§ Description of the task:
Although the data below holds other lines too, output only those from the line with "box: [496, 63, 600, 136]" up to and including the line with "positive clicks: (592, 96)", exactly as they appear.
□ □ □
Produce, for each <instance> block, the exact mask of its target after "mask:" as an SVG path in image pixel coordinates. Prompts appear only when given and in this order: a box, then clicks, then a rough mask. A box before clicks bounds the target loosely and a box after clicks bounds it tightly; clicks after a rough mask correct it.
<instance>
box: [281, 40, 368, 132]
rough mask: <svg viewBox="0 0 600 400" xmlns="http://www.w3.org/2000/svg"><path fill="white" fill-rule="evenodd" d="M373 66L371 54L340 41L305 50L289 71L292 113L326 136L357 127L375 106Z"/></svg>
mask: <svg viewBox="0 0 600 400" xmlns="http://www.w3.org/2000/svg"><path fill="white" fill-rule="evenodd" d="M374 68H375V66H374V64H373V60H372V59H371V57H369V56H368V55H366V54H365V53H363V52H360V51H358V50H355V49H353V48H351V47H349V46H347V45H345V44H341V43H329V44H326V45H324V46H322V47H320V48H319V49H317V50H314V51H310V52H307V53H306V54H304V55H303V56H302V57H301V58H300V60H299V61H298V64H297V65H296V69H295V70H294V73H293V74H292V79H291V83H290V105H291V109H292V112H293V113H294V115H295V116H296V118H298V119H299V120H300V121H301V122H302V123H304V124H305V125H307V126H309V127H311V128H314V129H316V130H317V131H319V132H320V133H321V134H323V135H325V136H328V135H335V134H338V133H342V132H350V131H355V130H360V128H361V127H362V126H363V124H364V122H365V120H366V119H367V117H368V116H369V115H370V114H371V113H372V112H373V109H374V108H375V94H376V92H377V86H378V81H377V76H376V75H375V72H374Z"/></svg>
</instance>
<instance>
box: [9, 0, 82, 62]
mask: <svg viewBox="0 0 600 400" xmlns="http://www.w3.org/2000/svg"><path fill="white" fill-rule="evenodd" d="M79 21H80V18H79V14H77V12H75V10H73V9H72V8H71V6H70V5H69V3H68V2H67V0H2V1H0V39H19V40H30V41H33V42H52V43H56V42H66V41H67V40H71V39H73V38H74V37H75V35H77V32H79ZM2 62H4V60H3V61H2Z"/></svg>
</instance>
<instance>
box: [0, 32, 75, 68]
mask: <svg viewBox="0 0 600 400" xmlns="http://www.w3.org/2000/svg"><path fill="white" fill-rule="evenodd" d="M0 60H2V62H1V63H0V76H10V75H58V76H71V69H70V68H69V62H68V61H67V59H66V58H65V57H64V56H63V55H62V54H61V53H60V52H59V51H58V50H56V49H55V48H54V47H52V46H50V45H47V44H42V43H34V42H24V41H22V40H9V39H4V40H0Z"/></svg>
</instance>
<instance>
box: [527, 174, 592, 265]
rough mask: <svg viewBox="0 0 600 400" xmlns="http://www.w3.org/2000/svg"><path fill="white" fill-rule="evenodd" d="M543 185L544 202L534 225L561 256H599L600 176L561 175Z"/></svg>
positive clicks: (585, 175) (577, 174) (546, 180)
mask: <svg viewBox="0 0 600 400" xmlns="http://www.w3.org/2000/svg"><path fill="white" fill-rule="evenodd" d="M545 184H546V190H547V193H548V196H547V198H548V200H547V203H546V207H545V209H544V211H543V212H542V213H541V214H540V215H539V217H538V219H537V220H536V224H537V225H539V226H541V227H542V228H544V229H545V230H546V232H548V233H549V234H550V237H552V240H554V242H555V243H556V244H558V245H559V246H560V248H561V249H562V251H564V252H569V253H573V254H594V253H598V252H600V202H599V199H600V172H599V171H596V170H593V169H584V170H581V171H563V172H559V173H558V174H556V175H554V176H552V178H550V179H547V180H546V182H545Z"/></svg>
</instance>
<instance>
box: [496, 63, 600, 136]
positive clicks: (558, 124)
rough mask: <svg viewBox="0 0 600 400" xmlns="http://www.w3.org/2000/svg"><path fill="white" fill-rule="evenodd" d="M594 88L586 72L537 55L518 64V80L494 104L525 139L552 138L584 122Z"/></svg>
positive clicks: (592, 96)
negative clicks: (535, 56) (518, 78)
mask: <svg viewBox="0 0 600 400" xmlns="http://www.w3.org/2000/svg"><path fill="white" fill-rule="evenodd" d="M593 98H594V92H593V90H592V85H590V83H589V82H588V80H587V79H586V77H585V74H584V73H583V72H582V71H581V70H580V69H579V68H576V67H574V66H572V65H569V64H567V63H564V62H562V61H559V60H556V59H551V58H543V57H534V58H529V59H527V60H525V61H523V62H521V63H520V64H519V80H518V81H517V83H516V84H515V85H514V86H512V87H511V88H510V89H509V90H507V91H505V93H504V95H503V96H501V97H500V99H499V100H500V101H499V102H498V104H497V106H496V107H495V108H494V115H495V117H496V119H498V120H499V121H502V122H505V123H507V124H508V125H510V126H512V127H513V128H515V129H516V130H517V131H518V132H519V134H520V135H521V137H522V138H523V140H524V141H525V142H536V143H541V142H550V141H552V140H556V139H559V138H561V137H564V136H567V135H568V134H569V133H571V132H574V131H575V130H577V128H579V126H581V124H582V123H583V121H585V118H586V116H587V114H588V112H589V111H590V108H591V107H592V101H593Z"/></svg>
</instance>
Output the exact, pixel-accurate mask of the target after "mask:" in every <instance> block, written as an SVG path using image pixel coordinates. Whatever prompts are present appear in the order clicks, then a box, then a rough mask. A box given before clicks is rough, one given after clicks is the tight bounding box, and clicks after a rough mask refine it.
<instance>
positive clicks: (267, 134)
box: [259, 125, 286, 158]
□ □ □
§ Your solution:
box: [496, 63, 600, 136]
positive clicks: (558, 124)
rough mask: <svg viewBox="0 0 600 400" xmlns="http://www.w3.org/2000/svg"><path fill="white" fill-rule="evenodd" d="M594 88L586 72L537 55L518 64V80L494 104L525 139L552 138L584 122Z"/></svg>
positive clicks: (592, 96)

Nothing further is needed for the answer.